In the text on Dalou's female nudes, which painting might the seated woman removing her stocking recall?

- Article:
--- --- ---
Although Jules Dalou is mainly remembered for the majestic vigor of his Triumph of the Republic and the breadth of his Monument to Workers, the more intimate work which he devoted to the female figure merits equally close attention.
The female nude, in fact, was one of Dalou’s favourite subjects, and bathers constitute one of the main subgroups of his oeuvre. As vibrant direct studies, these little free-standing figures never left the sculptor’s studio. Never exhibited nor published in his lifetime, they seem to have been made solely for the artist’s pleasure in a vast charming repertory of forms which he kept jealously to himself.
The Woman Seated in an Armchair and Removing her Stocking is freely inspired by the Old Masters. The figure of a woman undressing had long been dear to artists, as incarnated by Susanna and Bathsheba. When looking at our work, one could, in fact, be reminded of Rembrandt’s Bathsheba (Louvre Museum).
While applying academic canons, Dalou still achieves a modern work here which fits perfectly in with his time. It is indeed a lively flesh and blood sitter who finishes undressing before us. Seated in a squat armchair, the young woman is caught in a prosaic gesture – a position which is reminiscent of the Spinario (Rome, Conservators’ Palace). The left arm holds the leg while the right arm pulls off the last garment from the body, the stocking.
The bent head demonstrates how much the young woman is completely absorbed in her gesture and unconscious of being observed. More than Rodin or Carpeaux, who was the uncontested master of Dalou, this work is very close to Degas. The latter admitted to having shown his women washing or getting dressed “as if you were watching through a keyhole.” The gracious pose, the open knee, and the uneven modeling can all be found in different free-standing studies for the Dancer Putting on her Stocking, made by Degas at the end of his life (casts in the Orsay Museum.)
--- --- ---
- Data:
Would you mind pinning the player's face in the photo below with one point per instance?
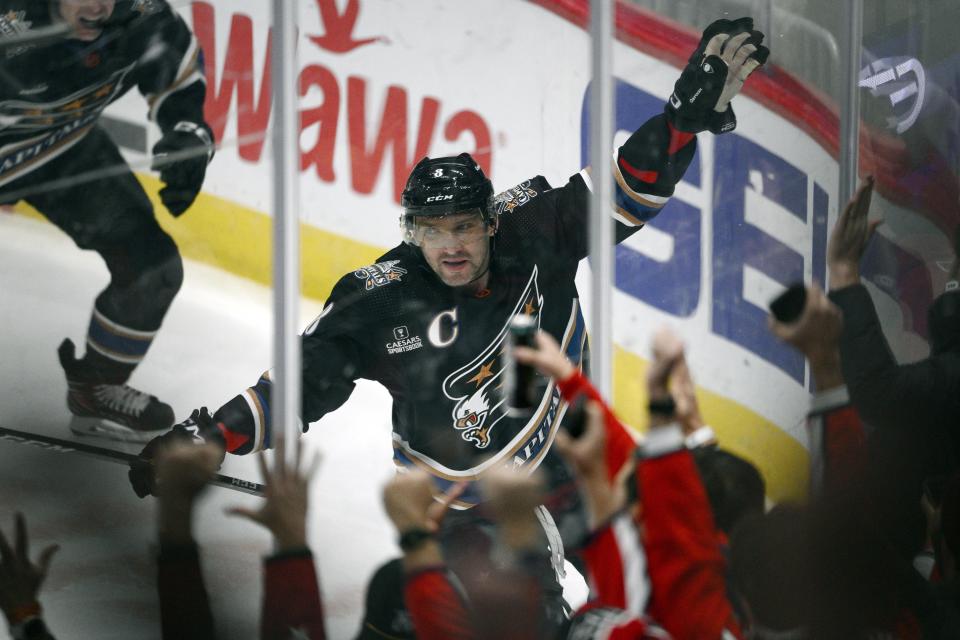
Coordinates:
(457, 247)
(86, 17)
--- --- ---
- Right answer:
Rembrandt's Bathsheba, in the Louvre Museum.